*Exercise requirements:*
From the first line to the last, retype the records exactly and skip the pictures.

*Data shown:*
——
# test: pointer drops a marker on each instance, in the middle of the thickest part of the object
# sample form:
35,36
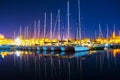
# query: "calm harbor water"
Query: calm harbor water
98,65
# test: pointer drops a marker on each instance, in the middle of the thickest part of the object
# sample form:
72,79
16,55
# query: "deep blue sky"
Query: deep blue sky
14,13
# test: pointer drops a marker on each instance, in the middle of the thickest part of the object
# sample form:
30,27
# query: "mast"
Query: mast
119,32
114,28
100,32
51,27
27,32
20,30
79,21
38,29
58,24
68,17
35,29
45,25
107,31
76,32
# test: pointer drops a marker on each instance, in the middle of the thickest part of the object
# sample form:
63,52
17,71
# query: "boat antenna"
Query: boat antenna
51,26
79,21
58,24
45,25
68,21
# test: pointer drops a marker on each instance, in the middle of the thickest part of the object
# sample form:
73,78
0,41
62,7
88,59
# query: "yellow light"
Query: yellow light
17,41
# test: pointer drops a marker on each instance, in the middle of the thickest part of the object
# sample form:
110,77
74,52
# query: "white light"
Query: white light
17,53
17,41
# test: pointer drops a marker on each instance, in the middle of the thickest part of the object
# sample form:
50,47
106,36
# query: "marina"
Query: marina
59,40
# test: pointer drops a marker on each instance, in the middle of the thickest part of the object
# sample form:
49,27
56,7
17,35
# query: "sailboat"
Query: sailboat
79,47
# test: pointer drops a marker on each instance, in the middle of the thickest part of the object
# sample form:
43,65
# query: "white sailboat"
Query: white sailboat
79,47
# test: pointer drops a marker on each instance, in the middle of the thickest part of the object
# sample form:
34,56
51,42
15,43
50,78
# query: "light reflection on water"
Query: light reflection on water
86,65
——
*Solution to this exercise:*
# test: pointer drops a marker on each instance, in the middle of the thickest part of the object
# sample form:
35,36
# query: "calm harbor water"
Query: calm harbor water
98,65
# test: pointer drops a marker on each instance, in the middle of the thickest part of the object
# sample form:
72,79
16,55
# query: "deep blue sky"
Query: deep blue sky
14,13
# test: pointer drops a marker on each instance, in the middle of the thickest part of the object
# sample form:
30,27
# query: "mast"
Query: mast
119,32
114,28
100,32
51,27
27,32
20,30
79,21
38,29
58,24
68,17
35,29
45,25
107,31
76,32
# test: pointer drops a marker on each instance, in the middle of the thickest part of the object
# sample form:
63,52
17,71
# query: "boat antenna"
Query: boat antenna
51,26
79,21
58,24
45,25
68,21
# test: pointer drops a marker on each instance, in the middle of the thickest part of the object
# sample form:
73,78
0,41
62,7
88,59
# query: "yellow light"
Query: yellow light
17,41
# test: pointer drops a marker on each instance, in the middle of the thickest part of the object
# sample form:
110,77
74,52
# query: "white light"
Query: white light
17,53
17,41
# test: pointer drops a marker on each instance, in the middle of the thickest part of the object
# sample form:
50,47
106,36
# query: "marina"
Query: marina
59,40
# test: pointer drops a marker on each instance, in the middle of the thickest part of the object
# sample form:
49,27
56,7
17,35
# query: "sailboat"
Query: sailboat
79,47
# test: pointer drops a marker on each instance, in the middle of the thickest part of the object
# sample form:
43,65
# query: "white sailboat"
Query: white sailboat
79,47
# test: pointer drops a marker on each instance, in the middle of the thickest part of the object
# sample form:
34,56
51,42
15,43
50,78
# query: "light reflection on water"
Query: light reflection on water
86,65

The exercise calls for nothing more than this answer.